* _引用文_:

ボビー・オロゴンに「コイツだけは辞めさせてください!」
「ボビーは初め、すごく嫌いでした。ふざけてばっかりで。ボク、こう見えて根がまじめだから(笑)。ボビーが面白かったのは耳で聞こえたのを、そのまま言ってることだったんだけど、彼は頭がいいから、だんだん“こう言うと面白い”ってわかってくる。それでボクを怒らせようと、ワザとふざけたことを言うからディレクターに“コイツだけは辞めさせてください!”って言うくらい、やりづらくって。すごく苦手でした」
しかし、司会の明石家さんまは面白がり、視聴者からも支持される。
「さんまさんが“セイン、そんなに怒らんでもええんちゃうの~”って言っていて。オンエアを見て衝撃を受けました。“そうか、バラエティーなんだし、すごく怒っている自分、ヒドいな。みんなを楽しませなきゃ”って。さんまさんのひと言のおかげで、ちょっとずつ修正していって。イライラはするんですけど、少しずつ少しずつ……そうしたら気づいたんです。ボビーはボクを怒らせることによって、面白さが引き出されている。コイツはそれを狙ってやっていたのか!って」
噛み合わない2人のやりとりが面白がられていたのだ。
「“カッチーン!”とくるけれど、その裏では“ありがとね”って気持ちがありました。お互いのよいところを引き出しているのかなって。そこまでに2、3年はかかりましたよ。それで家族ぐるみで仲よくなりました。あと、アドゴニーとエリックもいてくれたのは助かった。ボビーだけだったら、きつかったから(笑)」
『からくりTV』からは多くのことを学び、その後の芸能生活に生かすことができた。もともと、セインは日本のタレントになりたかったわけではない。

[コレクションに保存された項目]
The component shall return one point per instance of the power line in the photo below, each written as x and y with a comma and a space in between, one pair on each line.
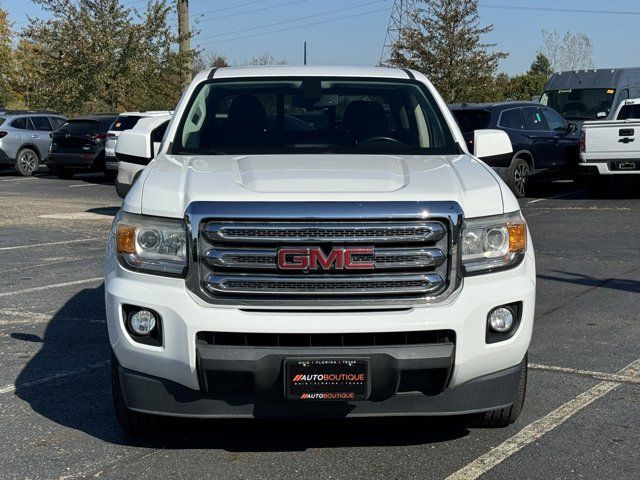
558, 10
328, 12
231, 8
254, 10
297, 26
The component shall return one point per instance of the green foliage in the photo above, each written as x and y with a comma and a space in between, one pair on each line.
98, 55
7, 62
446, 45
541, 66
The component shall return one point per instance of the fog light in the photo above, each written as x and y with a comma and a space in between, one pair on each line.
501, 319
142, 322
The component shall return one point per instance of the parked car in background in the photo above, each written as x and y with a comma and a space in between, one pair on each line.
591, 94
25, 138
543, 142
152, 129
125, 121
78, 146
611, 148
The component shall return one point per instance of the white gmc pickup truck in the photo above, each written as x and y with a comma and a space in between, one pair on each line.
318, 242
611, 148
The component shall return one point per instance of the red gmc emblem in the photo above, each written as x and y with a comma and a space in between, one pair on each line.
314, 258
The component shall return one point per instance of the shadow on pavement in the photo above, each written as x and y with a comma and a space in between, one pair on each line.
622, 284
76, 341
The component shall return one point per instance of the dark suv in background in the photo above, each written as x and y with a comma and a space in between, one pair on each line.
543, 141
78, 146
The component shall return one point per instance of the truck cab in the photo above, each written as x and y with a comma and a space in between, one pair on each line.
318, 242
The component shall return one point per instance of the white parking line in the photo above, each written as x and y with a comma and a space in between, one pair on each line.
610, 377
555, 196
537, 429
32, 318
48, 287
52, 243
86, 368
18, 179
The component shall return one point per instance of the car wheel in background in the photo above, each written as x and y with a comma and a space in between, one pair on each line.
518, 177
122, 188
504, 417
27, 162
63, 172
110, 174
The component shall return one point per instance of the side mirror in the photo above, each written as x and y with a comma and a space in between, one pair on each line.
490, 143
134, 147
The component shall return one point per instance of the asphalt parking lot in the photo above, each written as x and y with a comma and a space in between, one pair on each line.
581, 416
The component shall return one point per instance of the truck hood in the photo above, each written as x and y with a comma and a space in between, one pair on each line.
171, 182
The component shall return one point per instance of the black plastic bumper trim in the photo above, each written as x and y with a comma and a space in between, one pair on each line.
153, 395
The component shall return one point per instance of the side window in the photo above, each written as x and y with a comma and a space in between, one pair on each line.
22, 123
158, 133
511, 119
41, 124
555, 121
56, 122
533, 119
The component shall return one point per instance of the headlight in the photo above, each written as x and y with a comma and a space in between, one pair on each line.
152, 244
491, 243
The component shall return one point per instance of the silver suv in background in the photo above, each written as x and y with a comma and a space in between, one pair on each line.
25, 138
125, 121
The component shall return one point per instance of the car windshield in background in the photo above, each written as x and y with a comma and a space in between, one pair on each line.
580, 104
312, 115
471, 120
629, 111
79, 127
124, 123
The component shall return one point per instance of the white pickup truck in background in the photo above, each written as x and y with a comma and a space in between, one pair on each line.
611, 147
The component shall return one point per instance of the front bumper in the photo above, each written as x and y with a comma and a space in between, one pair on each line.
175, 367
144, 393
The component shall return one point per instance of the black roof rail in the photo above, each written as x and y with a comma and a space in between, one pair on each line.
25, 112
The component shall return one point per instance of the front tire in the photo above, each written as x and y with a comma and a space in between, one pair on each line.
504, 417
518, 177
134, 423
27, 162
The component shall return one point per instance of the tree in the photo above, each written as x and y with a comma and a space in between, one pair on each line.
446, 45
98, 55
571, 52
263, 59
541, 66
7, 63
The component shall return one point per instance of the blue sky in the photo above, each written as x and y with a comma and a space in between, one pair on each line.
358, 34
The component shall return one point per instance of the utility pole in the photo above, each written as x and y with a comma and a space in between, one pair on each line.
184, 38
402, 15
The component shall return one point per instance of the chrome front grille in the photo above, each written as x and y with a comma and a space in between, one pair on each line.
399, 253
335, 232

* _課題 1_: エントリーの中から「parking」という語を含む行をすべて書き出してください。
* _課題 2_: 共演の思い出を語る文章の続きを、最後の文のあとから書いてください。
共演の思い出を語る文章とエントリーは、別々の資料です。

* _回答 1_:
The component shall return one point per instance of the white parking line in the photo above, each written as x and y with a comma and a space in between, one pair on each line.
The component shall return one point per instance of the asphalt parking lot in the photo above, each written as x and y with a comma and a space in between, one pair on each line.

* _回答 2_:
「日本で育ち、ハリウッドを目指して入ったニューヨークの大学は演劇専攻。休学して日本に戻ってきたときに友達が働いていた芸能事務所に遊びに行ったら“マネージャーやらない?”って誘われました。裏方をしながら自分もタレントとして出るっていう、一石二鳥的な形。通訳もいらないことになりますから、すごく使いやすい人ですよね(笑)」
セイン・カミュ、念願のハリウッドデビュー
'02年の朝ドラ『さくら』で、当時14歳の長澤まさみと共演したことも。
「僕はヒロインさくらのフィアンセ役でした。最後は僕が裏切られちゃうんだけど、視聴者のおばちゃんには“見てるわよ! なんで、さくらちゃんを追いかけないの!”って怒られて。“あれは架空の世界で”なんて言うと夢を壊しちゃうから“すいません”って謝ったりして(笑)。『西郷どん』で大河ドラマにも出ましたよ。一応、ハリウッドデビューもしましたし、念願はかないました」
CMにも多数出演し、芸能活動は順調に見えた。しかし、'04年に所属事務所と出演料をめぐって対立し、争いが法廷に持ち込まれる。
「'09年に裁判は勝訴して、和解しました。ボクは30年の間には浮き沈みがあった。ブラックなところも見たし、騒動はあったけれど、逆によかったのかもしれない。何もないままだったら、どこかで落ちていたかも」
マネージャーをしていたことがあるから、裏方の気持ちもわかるのが強みだ。
「失敗というのは“学ぶための1つの大きな教材”だと思うんです。そこから何かを学べる。大事なレッスンだと思いますよ。
英語だって同じです。完璧な英語を話そうとする日本人もいるけど、いっぱい失敗した人ほど、うまくなっていくんです。大いに失敗しましょう。じゃないと何が正解かわからないから」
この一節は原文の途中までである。